» **TEXTAUSZUG**

──────

Philip Gutschke: „Für ein Unternehmen ist es wichtig, Energie wirtschaftlich einzukaufen”
Onpulson im Gespräch mit Philip Gutschke, der für die Bereiche Vertrieb, Kundenservice und Marketing der wattline GmbH, einer Energieeinkaufsgemeinschaft, tätig ist. Im Fokus des Interviews stehen die Mechanismen am deutschen Energiemarkt, die Herausforderungen für die Energiebranche in den nächsten Jahren und die Knackpunkte beim Energieeinkauf für Unternehmen.
Name: Philip Gutschke
Geburtsjahr: 1979
Position: Bereichsleiter Sales, Service und Marketing wattline GmbH
Vita: Beruflich bewege ich mich seit 15 Jahren im Energiesektor. Ursprünglich war ich als Unternehmensberater tätig und habe Unternehmen zu vielen Belangen beraten, der Energiesektor war hier der Fokus. Ich nutzte die Chance, bei einem Energieversorger tiefe Fachexpertise aufzubauen. Von dort aus ging ich zur wattline GmbH und bin mittlerweile seit mehr als zehn Jahren für dieses Unternehmen tätig.
Lebensmotto: Time for Change – David vs. Goliath.
Über das Unternehmen
Passauer Straße 36
94161 Ruderting
Onpulson: Was ist das Geschäftsmodell Ihres Unternehmens?

──────

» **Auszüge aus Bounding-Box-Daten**
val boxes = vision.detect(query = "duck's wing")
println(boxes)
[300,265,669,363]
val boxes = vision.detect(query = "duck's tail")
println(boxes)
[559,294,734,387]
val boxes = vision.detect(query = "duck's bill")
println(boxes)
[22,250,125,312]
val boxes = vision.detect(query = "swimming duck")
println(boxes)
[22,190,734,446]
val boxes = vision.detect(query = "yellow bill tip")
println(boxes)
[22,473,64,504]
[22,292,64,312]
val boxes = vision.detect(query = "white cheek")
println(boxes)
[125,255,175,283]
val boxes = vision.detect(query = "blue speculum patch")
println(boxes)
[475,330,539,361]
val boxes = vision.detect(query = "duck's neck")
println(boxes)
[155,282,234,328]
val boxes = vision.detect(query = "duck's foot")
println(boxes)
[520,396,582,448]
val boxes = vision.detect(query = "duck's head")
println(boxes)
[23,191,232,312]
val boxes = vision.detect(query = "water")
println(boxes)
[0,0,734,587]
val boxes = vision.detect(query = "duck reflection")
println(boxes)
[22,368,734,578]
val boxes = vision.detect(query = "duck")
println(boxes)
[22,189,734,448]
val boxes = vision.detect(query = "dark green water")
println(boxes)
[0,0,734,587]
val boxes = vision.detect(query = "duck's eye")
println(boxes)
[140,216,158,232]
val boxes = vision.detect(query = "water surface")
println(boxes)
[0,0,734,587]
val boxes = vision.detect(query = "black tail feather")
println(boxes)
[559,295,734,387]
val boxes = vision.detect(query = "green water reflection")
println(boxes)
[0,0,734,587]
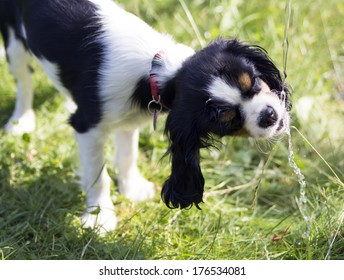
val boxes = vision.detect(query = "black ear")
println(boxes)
[161,108,204,209]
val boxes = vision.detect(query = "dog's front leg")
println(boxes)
[114,128,154,201]
[5,29,36,135]
[76,127,117,233]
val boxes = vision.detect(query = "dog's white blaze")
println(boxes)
[242,89,287,138]
[208,78,289,138]
[208,78,242,105]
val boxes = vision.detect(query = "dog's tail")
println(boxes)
[0,0,27,48]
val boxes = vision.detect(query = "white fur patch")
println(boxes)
[5,28,36,135]
[208,78,243,105]
[89,0,194,127]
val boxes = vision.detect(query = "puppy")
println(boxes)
[0,0,291,232]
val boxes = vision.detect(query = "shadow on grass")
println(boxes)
[0,158,145,260]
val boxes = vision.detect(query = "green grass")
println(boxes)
[0,0,344,259]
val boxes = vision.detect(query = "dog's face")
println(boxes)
[162,40,291,208]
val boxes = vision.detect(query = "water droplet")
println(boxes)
[286,128,311,239]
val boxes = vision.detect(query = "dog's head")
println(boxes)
[162,39,291,208]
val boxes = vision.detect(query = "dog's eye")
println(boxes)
[251,78,262,94]
[219,109,236,122]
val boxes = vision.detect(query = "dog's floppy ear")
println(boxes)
[161,107,204,209]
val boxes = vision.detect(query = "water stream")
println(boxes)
[286,128,311,239]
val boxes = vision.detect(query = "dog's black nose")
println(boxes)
[258,106,278,128]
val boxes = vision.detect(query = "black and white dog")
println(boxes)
[0,0,290,231]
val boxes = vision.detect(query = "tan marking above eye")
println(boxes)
[219,110,236,122]
[239,72,252,92]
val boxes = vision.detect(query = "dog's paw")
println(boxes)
[81,207,117,235]
[5,110,36,136]
[119,175,154,202]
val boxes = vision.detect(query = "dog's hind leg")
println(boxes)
[5,28,35,135]
[76,127,117,233]
[114,128,154,201]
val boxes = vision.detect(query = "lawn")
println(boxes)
[0,0,344,260]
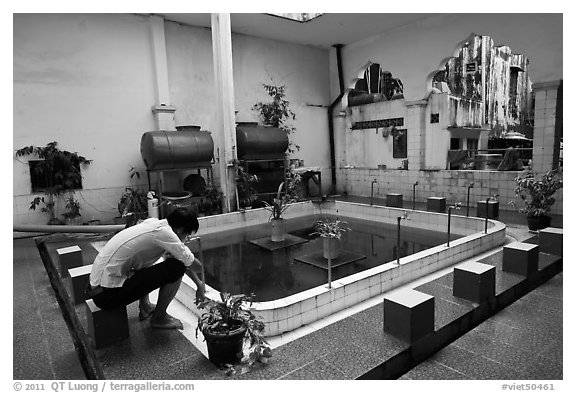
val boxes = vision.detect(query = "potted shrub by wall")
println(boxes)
[232,160,258,209]
[511,170,562,231]
[312,219,349,259]
[118,187,148,227]
[196,292,272,374]
[252,83,300,154]
[16,142,92,224]
[62,193,82,225]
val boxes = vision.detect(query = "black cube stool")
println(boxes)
[426,197,446,213]
[386,193,403,208]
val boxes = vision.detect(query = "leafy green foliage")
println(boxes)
[232,160,259,208]
[311,218,350,239]
[264,173,300,220]
[510,170,563,217]
[16,142,92,221]
[118,187,148,217]
[252,83,300,153]
[62,195,81,218]
[196,292,272,375]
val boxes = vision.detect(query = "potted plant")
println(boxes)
[263,182,292,242]
[62,193,81,225]
[204,186,223,214]
[252,83,300,154]
[16,142,92,224]
[510,170,562,231]
[232,160,258,209]
[312,218,349,259]
[196,292,272,374]
[118,187,148,226]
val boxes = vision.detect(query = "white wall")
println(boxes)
[13,14,330,223]
[13,14,154,223]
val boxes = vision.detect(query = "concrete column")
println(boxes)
[150,15,176,131]
[532,80,562,173]
[211,14,237,212]
[406,100,428,170]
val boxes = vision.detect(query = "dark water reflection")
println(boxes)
[190,217,459,301]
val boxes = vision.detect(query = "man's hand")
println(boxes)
[196,285,206,305]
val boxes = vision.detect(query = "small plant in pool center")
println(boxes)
[196,292,272,375]
[311,218,350,239]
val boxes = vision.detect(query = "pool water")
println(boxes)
[190,216,460,302]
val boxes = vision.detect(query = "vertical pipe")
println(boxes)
[484,197,492,233]
[396,217,402,265]
[446,207,452,247]
[328,237,332,289]
[328,44,344,193]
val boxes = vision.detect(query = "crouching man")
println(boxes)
[87,208,204,329]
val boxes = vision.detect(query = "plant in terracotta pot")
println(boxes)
[263,182,292,242]
[510,170,563,230]
[62,193,81,225]
[232,160,259,209]
[196,292,272,375]
[311,218,350,259]
[204,186,224,214]
[252,83,300,154]
[16,142,92,224]
[118,187,148,226]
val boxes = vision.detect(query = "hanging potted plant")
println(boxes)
[510,170,562,231]
[16,142,92,224]
[252,83,300,154]
[196,292,272,374]
[311,219,349,259]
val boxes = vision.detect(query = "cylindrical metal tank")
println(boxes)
[236,123,288,160]
[140,131,214,170]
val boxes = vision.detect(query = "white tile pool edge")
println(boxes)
[176,201,506,336]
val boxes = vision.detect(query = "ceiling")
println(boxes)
[156,13,436,48]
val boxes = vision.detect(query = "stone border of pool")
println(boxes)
[176,200,506,336]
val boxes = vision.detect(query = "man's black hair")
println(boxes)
[166,207,200,233]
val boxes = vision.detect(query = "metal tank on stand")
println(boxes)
[140,126,214,217]
[236,123,289,202]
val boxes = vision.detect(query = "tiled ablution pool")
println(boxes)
[176,201,505,336]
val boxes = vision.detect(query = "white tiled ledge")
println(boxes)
[176,201,506,336]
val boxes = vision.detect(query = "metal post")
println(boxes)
[466,183,474,217]
[484,197,492,233]
[412,182,418,210]
[396,217,402,265]
[446,207,452,247]
[328,237,332,289]
[190,236,206,293]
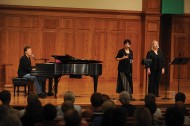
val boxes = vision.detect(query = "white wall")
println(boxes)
[0,0,142,11]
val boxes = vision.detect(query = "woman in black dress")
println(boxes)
[146,40,165,97]
[116,39,133,94]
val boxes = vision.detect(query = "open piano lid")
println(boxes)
[52,54,102,63]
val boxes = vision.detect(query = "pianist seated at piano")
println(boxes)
[17,46,46,98]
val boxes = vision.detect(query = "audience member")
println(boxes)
[119,91,136,117]
[57,91,82,117]
[165,107,185,126]
[134,107,152,126]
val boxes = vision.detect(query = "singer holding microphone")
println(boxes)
[146,40,165,97]
[17,46,45,98]
[116,39,133,100]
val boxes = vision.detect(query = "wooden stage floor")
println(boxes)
[1,78,190,107]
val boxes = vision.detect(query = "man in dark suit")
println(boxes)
[17,46,45,98]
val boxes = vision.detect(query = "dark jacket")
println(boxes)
[17,55,32,77]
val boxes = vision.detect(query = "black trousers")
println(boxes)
[116,72,133,94]
[148,70,162,96]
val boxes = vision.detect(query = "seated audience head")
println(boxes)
[63,91,75,103]
[90,92,102,109]
[27,93,39,104]
[0,113,22,126]
[165,107,185,126]
[102,94,110,103]
[64,109,81,126]
[24,100,43,118]
[102,100,115,112]
[42,104,57,121]
[175,92,186,103]
[144,94,156,105]
[134,107,152,126]
[102,107,127,126]
[61,101,74,113]
[119,91,130,105]
[0,90,11,105]
[145,102,157,115]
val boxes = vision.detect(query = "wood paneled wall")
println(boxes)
[0,7,141,85]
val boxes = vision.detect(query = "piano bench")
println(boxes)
[12,77,32,96]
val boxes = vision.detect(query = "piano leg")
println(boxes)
[48,77,53,96]
[93,75,99,92]
[54,76,60,98]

──────

» **AUFGABEN**
1. Übersetzen Sie diesen Satz aus dem Interview mit Philip Gutschke ins Englische: „Ursprünglich war ich als Unternehmensberater tätig und habe Unternehmen zu vielen Belangen beraten, der Energiesektor war hier der Fokus.“
2. Welches Lebensmotto gibt Philip Gutschke im Interview mit Philip Gutschke an?
3. Setzen Sie das Interview mit Philip Gutschke im Anschluss an seine letzte Zeile fort.

» **LÖSUNGEN**
1. Originally I worked as a management consultant and advised companies on many matters, with the energy sector as the focus.

2. „Time for Change – David vs. Goliath.“

3.
Philip Gutschke: Wir sind eine Energieeinkaufsgemeinschaft, d. h. wir bündeln die Energiemengen unserer Mitglieder. Mit diesen gebündelten Energiemengen gehen wir in die Preisverhandlungen am Energiemarkt. Der Vorteil: Allein hätten unsere Mitglieder keine Chance auf günstige Großhandelspreise, aber durch die smarte Mengenbündelung und das Identifizieren des richtigen Einkaufszeitpunkte erzielen wir deutlich bessere Preise als jeder einzeln. Und das langgfristig, denn unsere Dienstleistung umfasst eine dauerhafte Betreuung der Mitglieder.
Außerdem umfasst unser Geschäftsmodell alle Serviceleistungen rund um den Energievertrag. Wir übernehmen nicht nur die Neuverhandlungen und die Vertragsabschlüsse, sondern auch die Kündigung alter Verträge, die Wirtschaftlichkeitsprüfung des neuen Energieversorgers sowie die Vertragsprüfung. Darüber hinaus bieten wir unseren Mitgliedern auch einen unabhängigen, modernen Messstellenbetrieb, um Wechselprozesse zu vereinfachen und um Verbrauchsspitzen zu erkennen.
Onpulson: Wie funktioniert der Energiemarkt konkret?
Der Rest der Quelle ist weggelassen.